PROVIDED RECORDS:

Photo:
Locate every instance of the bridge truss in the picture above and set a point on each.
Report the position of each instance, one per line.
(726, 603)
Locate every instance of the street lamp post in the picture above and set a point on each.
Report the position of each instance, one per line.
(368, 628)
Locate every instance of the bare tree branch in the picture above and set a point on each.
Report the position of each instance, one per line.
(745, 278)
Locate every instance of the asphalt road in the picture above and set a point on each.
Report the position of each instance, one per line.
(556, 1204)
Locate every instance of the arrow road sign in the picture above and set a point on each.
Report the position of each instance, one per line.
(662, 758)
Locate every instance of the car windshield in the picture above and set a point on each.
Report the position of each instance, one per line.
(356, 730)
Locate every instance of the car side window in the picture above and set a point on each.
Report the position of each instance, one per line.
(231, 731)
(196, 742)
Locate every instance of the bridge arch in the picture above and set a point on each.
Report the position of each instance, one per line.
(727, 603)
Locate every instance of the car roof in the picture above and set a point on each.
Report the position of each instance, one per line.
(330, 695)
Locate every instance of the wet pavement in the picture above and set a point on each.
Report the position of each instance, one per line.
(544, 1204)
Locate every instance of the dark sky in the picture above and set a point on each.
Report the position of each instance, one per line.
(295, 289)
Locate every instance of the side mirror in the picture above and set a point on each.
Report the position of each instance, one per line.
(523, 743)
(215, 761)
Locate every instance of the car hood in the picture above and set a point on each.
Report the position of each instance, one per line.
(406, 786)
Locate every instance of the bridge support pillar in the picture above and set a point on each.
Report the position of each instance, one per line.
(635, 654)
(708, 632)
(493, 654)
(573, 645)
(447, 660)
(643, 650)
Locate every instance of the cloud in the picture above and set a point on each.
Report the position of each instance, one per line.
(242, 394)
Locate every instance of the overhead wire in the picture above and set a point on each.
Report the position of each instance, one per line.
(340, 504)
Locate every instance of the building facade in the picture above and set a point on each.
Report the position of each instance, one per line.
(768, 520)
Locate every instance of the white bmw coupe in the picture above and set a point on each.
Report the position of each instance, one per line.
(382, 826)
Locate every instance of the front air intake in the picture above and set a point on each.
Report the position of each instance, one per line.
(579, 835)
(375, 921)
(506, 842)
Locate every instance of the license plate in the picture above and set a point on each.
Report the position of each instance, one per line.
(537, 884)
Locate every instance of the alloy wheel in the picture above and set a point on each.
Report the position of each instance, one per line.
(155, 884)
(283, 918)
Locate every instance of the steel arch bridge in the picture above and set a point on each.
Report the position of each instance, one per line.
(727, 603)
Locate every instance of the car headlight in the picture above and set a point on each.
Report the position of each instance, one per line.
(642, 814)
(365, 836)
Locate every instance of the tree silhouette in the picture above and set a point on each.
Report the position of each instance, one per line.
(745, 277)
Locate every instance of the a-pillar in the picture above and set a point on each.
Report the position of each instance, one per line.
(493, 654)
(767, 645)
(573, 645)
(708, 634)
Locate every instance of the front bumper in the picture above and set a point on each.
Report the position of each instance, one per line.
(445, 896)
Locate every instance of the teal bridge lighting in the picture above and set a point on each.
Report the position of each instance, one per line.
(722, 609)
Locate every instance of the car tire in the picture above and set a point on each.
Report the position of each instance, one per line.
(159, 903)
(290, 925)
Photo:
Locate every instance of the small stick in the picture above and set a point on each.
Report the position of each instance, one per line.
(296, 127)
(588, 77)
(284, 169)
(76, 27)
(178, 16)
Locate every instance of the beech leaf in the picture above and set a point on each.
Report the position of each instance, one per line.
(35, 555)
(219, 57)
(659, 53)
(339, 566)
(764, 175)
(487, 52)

EXERCISE PROMPT:
Return every record above exactly as it appears.

OUTPUT:
Photo:
Locate every instance of the bridge truss in the picture above and set a point on each.
Report the position of each instance, one per line.
(726, 603)
Locate every instance of the street lamp post in the picture above and set a point on each.
Report the position of each instance, one per line.
(368, 628)
Locate every instance of the bare tree branch in the picture above and set a point on each.
Report the position of each instance, one per line.
(745, 278)
Locate every instance of the asphalt road in the picture above and set a point on each.
Report the position of each instance, one per line.
(556, 1204)
Locate every instance of the arrow road sign in the picture above and set a point on each.
Report the position of each instance, one per line.
(662, 758)
Locate every instance of the car windshield in the picture above and set a point on each.
Report the position of each instance, one per line.
(356, 730)
Locate every instance of the car side window in the picture above and set a point on each.
Report the position of each instance, one per line.
(231, 731)
(196, 742)
Locate every instance of the bridge arch in the picture above and set a point on each.
Report the position of each instance, one per line.
(727, 603)
Locate every instance of the car roof in the picture above and set a point on each.
Report the position of each instance, one per line.
(330, 695)
Locate every instance of the wet pavement in the picture above and set a point on each.
Report the position of each instance, one per line.
(544, 1204)
Locate every instance of the dark sky in the picture above and set a point on each.
Report the position of each instance, one per line.
(295, 289)
Locate every instance of the side mirror in the picture above and set a point on each.
Report the position of each instance, one per line.
(523, 743)
(215, 761)
Locate every instance of the car hood in the picture above and set a point on each.
Report the position of each instance, one per line.
(406, 786)
Locate every instance of the bridge support pillar in the picture above and set a point on each.
Report the position of each instance, one per line.
(635, 654)
(708, 632)
(493, 654)
(573, 645)
(447, 660)
(643, 650)
Locate every instance of the cloud in the picture above and set a point on each.
Report the position of each instance, one per line.
(242, 394)
Locate every instance of the overhead wire in the picture above and set a point on each.
Report the position of each instance, one per line.
(340, 504)
Locate every instance of the building facade in the picture above and set a point on each.
Report the position of each instance, one per line.
(768, 520)
Locate every instance of the white bmw coupe in the picture above and set a point on each.
Report the position of each instance, one per line.
(382, 826)
Locate every instance of the front air intake in the picture above and set a point on each.
Report the position of each instance, one per line.
(579, 835)
(375, 921)
(506, 842)
Locate every instance of the license plate in the picture above and set a point on each.
Report the position of each instance, one per line.
(537, 884)
Locate every instance of the alloy wheel in the picture above and set a point on each.
Report the position of each instance, one per line.
(155, 884)
(283, 918)
Locate every instance of the steel arch bridge in the picture above and set a point on each.
Report the position of each instance, one per line.
(727, 603)
Locate every instance of the car headlight in the picture above and set a point on each.
Report the position of each instance, one per line.
(642, 814)
(365, 836)
Locate every instance of the tree silhouette in the picture above and set a point on each.
Report the position of each instance, one per line.
(745, 277)
Locate every instance of the a-pillar in the picture above and set a point on each.
Report the position of each instance, one per line.
(493, 654)
(767, 645)
(573, 645)
(708, 634)
Locate every instance of the front bumper in the picture above and set a point on each.
Report the position of each instance, one per line.
(445, 896)
Locate every instance of the teal bridge lighting in the picture above and set a point on each.
Report the position of each instance, one per line.
(722, 609)
Locate every instance of the car tire in the picture above and set a point on each.
Report the position of each instance, one per line.
(159, 903)
(290, 925)
Photo:
Locate every instance of the small stick in the picture above and set a point on each.
Report the position of each instance, one per line.
(296, 127)
(588, 77)
(284, 169)
(76, 27)
(178, 16)
Locate every instance of the beech leaf in the picture above and set a point on each.
Report the position of each instance, one per line.
(35, 555)
(219, 57)
(659, 53)
(339, 566)
(764, 175)
(487, 52)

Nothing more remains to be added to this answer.